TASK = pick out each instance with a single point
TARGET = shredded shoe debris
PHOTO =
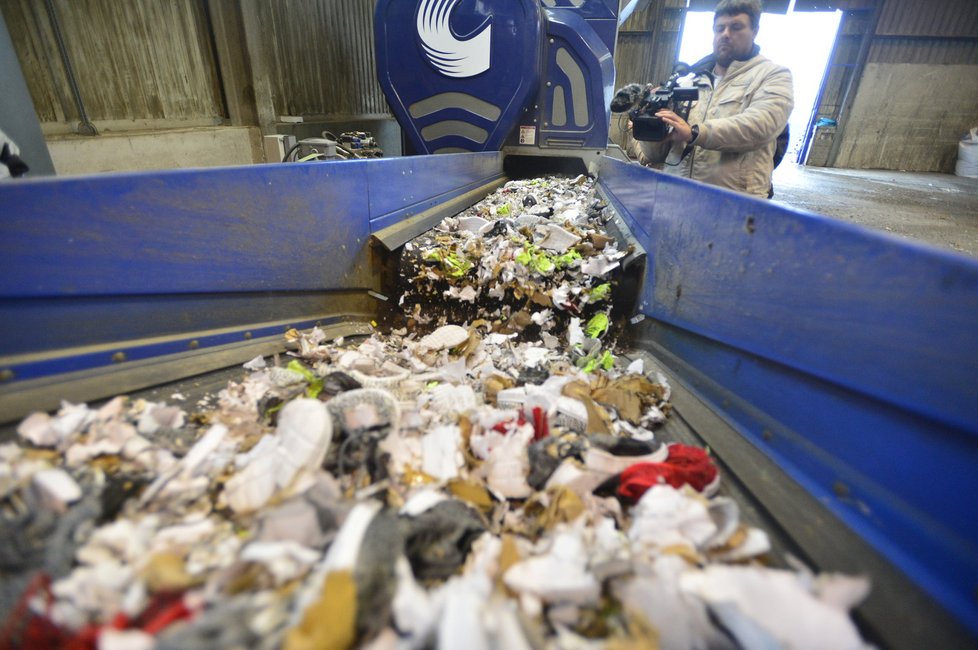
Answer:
(484, 474)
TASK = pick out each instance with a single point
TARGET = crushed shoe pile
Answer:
(487, 475)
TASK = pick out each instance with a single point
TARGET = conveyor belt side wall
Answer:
(101, 272)
(848, 356)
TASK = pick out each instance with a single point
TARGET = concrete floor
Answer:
(939, 209)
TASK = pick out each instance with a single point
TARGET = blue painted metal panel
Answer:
(570, 33)
(403, 187)
(864, 346)
(214, 230)
(488, 51)
(119, 257)
(32, 325)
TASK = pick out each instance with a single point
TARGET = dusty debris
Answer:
(487, 473)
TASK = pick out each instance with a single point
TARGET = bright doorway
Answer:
(800, 40)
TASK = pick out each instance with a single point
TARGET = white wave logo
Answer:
(452, 56)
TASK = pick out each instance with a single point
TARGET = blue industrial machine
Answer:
(831, 369)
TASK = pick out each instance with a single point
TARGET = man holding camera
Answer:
(744, 102)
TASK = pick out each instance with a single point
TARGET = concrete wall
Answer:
(902, 86)
(910, 117)
(170, 149)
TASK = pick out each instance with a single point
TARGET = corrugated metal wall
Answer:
(322, 58)
(940, 18)
(152, 62)
(134, 60)
(918, 90)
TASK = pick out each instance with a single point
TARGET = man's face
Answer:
(733, 38)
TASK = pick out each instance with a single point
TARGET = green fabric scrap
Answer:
(567, 258)
(315, 383)
(597, 326)
(600, 292)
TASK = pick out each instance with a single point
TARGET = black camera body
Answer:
(646, 126)
(643, 104)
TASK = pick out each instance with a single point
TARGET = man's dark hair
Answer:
(734, 7)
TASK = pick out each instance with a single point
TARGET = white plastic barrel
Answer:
(968, 155)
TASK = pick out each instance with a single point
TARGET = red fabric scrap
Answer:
(685, 465)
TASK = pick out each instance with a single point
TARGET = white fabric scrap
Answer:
(778, 603)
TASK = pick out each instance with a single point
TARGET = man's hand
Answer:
(681, 131)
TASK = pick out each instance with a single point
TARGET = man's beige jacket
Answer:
(739, 121)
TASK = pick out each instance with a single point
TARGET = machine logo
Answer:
(452, 56)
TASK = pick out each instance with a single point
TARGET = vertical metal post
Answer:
(849, 98)
(85, 127)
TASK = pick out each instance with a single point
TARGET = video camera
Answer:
(643, 103)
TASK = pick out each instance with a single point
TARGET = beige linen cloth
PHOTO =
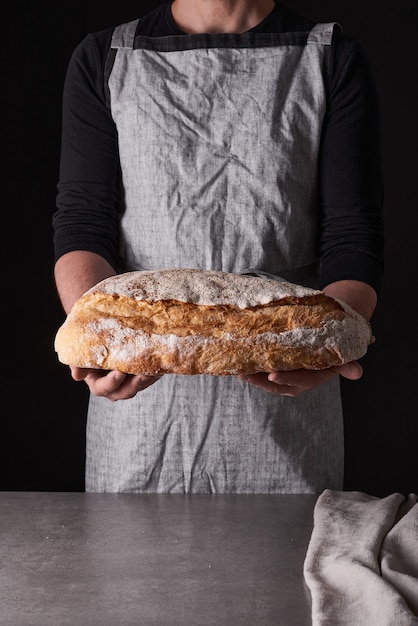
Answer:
(361, 564)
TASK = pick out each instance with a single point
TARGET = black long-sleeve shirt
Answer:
(350, 178)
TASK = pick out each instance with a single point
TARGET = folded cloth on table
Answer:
(361, 564)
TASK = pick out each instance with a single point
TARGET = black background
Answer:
(43, 416)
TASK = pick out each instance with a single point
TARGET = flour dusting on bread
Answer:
(189, 321)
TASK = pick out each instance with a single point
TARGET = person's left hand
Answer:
(296, 382)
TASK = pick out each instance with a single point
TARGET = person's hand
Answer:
(296, 382)
(113, 385)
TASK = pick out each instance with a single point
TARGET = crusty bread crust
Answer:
(188, 321)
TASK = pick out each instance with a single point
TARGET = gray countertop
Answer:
(153, 559)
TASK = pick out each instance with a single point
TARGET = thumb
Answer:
(352, 370)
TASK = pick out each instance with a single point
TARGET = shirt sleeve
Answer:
(351, 242)
(89, 187)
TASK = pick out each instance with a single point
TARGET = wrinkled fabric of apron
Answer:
(218, 138)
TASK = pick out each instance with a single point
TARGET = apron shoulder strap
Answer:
(322, 33)
(123, 37)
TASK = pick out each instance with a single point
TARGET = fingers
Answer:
(296, 382)
(352, 370)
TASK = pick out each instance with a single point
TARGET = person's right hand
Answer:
(113, 385)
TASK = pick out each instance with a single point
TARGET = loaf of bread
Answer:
(189, 321)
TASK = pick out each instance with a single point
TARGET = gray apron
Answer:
(219, 138)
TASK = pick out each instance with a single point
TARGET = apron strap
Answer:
(322, 33)
(124, 35)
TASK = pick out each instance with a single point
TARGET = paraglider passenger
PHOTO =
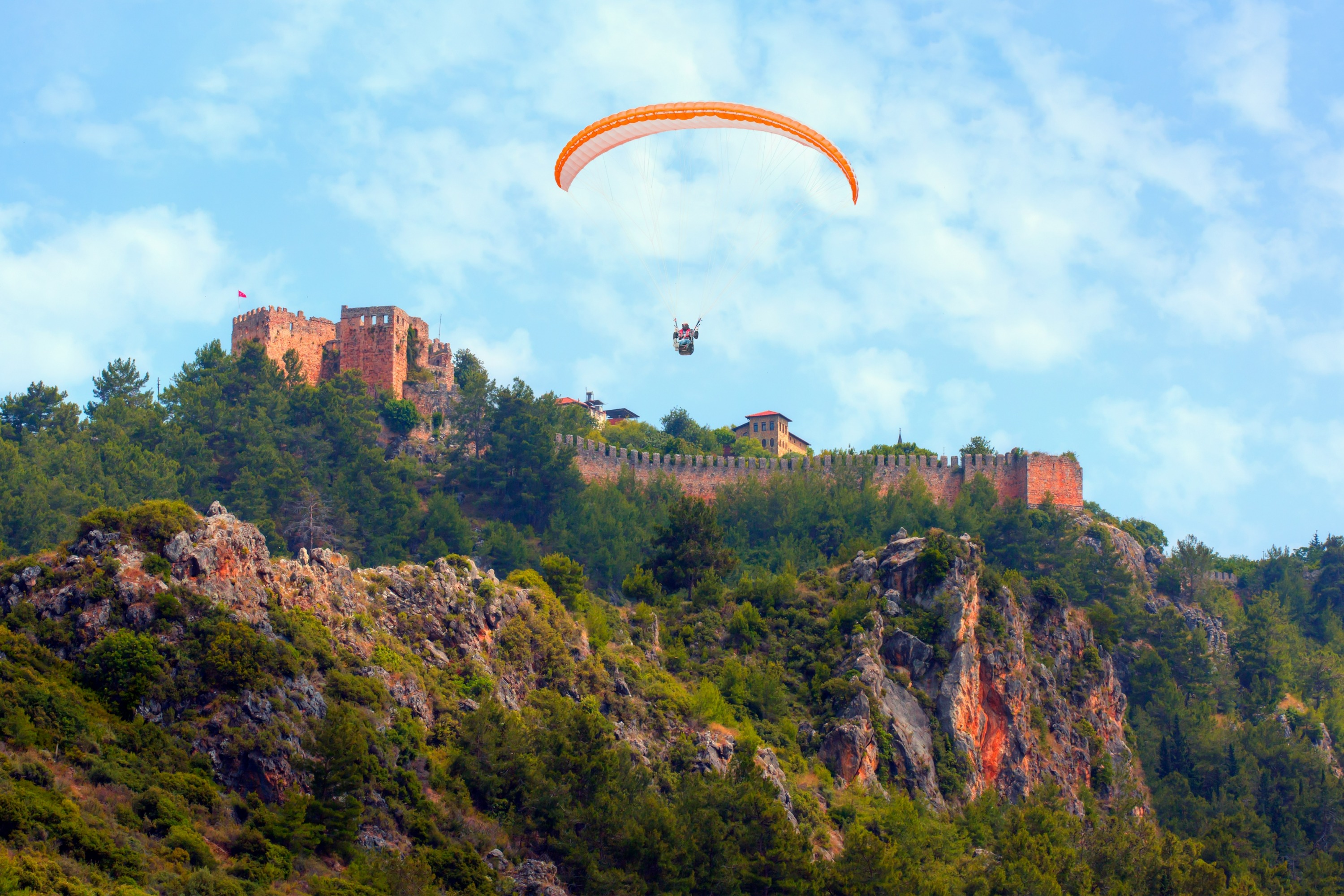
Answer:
(683, 339)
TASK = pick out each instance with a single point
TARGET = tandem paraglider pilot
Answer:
(683, 339)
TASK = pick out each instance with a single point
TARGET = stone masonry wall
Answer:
(1061, 476)
(373, 340)
(1014, 476)
(279, 331)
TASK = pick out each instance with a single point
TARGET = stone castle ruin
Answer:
(1029, 476)
(394, 354)
(389, 347)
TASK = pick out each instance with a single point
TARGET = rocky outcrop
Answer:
(850, 749)
(1012, 716)
(773, 773)
(533, 878)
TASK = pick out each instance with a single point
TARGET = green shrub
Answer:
(194, 789)
(565, 577)
(640, 586)
(400, 416)
(237, 657)
(160, 810)
(186, 839)
(150, 523)
(365, 691)
(123, 667)
(1049, 593)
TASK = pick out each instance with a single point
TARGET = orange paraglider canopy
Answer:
(632, 124)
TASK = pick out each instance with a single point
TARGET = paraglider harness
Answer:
(683, 339)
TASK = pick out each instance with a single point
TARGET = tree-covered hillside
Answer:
(132, 741)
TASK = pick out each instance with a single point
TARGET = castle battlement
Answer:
(390, 349)
(1014, 476)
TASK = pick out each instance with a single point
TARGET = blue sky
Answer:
(1104, 228)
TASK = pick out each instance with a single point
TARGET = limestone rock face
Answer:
(850, 750)
(1011, 719)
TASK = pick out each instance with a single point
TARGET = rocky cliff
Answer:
(959, 687)
(979, 688)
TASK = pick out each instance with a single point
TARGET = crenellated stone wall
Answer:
(1014, 476)
(279, 331)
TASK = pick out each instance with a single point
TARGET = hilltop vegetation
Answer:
(127, 743)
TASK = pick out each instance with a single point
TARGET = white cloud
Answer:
(1190, 457)
(108, 140)
(1315, 447)
(222, 128)
(443, 203)
(65, 96)
(226, 111)
(104, 288)
(1322, 353)
(503, 358)
(1223, 289)
(1245, 58)
(871, 389)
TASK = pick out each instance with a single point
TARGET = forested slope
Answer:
(776, 692)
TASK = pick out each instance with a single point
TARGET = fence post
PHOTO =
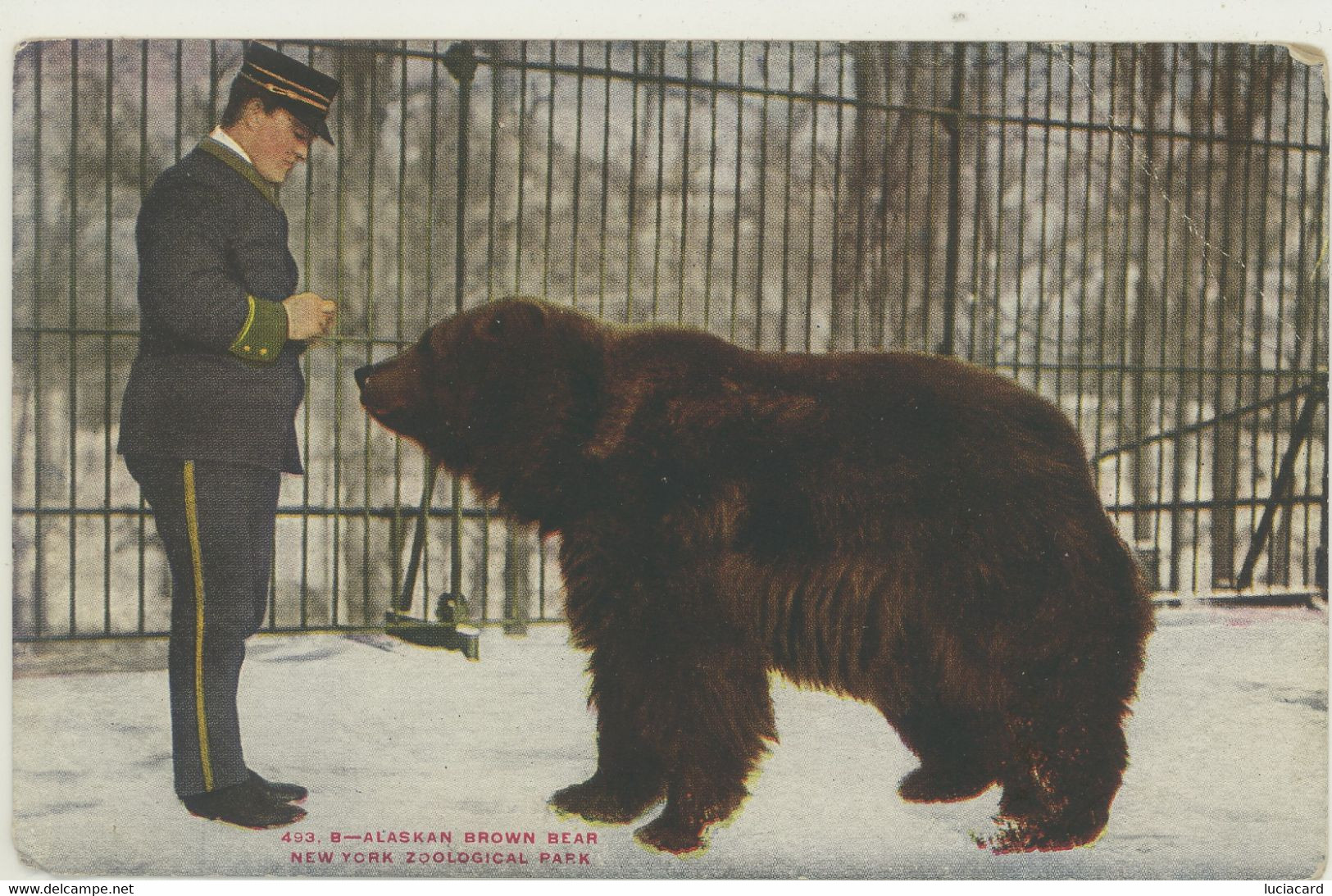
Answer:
(461, 63)
(952, 124)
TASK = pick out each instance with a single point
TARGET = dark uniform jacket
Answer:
(216, 377)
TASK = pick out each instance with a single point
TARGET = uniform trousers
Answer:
(216, 522)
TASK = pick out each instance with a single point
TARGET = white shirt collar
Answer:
(225, 139)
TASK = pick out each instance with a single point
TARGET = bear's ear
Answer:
(511, 318)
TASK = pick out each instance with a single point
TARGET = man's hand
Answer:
(309, 316)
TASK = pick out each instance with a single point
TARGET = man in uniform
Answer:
(208, 421)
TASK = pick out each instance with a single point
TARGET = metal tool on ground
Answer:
(448, 630)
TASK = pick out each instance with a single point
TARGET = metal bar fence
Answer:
(1135, 232)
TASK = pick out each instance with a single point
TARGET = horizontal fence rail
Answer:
(1135, 232)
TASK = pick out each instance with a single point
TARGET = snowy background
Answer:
(1229, 768)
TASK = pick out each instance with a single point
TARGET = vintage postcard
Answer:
(557, 458)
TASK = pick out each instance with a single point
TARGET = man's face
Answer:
(275, 141)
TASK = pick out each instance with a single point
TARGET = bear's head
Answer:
(507, 394)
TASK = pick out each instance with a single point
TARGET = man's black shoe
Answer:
(245, 804)
(277, 789)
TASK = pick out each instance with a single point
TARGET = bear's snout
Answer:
(385, 386)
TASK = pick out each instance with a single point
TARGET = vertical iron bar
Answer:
(1104, 266)
(371, 166)
(1279, 380)
(739, 196)
(837, 177)
(428, 467)
(1204, 257)
(1019, 271)
(761, 241)
(340, 234)
(38, 294)
(308, 247)
(816, 92)
(550, 179)
(462, 72)
(999, 215)
(1261, 290)
(976, 241)
(605, 191)
(1084, 272)
(180, 95)
(1044, 213)
(786, 196)
(906, 119)
(661, 176)
(632, 236)
(930, 216)
(1125, 251)
(684, 179)
(711, 196)
(522, 166)
(74, 328)
(1317, 350)
(106, 349)
(1243, 275)
(577, 185)
(143, 188)
(396, 525)
(1063, 237)
(952, 245)
(1167, 266)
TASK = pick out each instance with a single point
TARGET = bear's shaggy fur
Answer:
(905, 530)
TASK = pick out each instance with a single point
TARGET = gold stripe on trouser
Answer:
(198, 557)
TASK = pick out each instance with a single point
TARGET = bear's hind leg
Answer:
(957, 757)
(711, 712)
(629, 778)
(1061, 785)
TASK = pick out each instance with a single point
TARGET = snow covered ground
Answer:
(1229, 775)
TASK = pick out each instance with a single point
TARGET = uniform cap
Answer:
(296, 87)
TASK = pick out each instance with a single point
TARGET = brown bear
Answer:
(901, 529)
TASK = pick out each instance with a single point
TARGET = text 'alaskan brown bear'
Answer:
(905, 530)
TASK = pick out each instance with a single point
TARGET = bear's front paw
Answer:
(943, 785)
(596, 800)
(671, 835)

* [What is being asked]: How many lines in the entries above contain the string "shoe"? Reply with only the number.

* [Task solution]: 3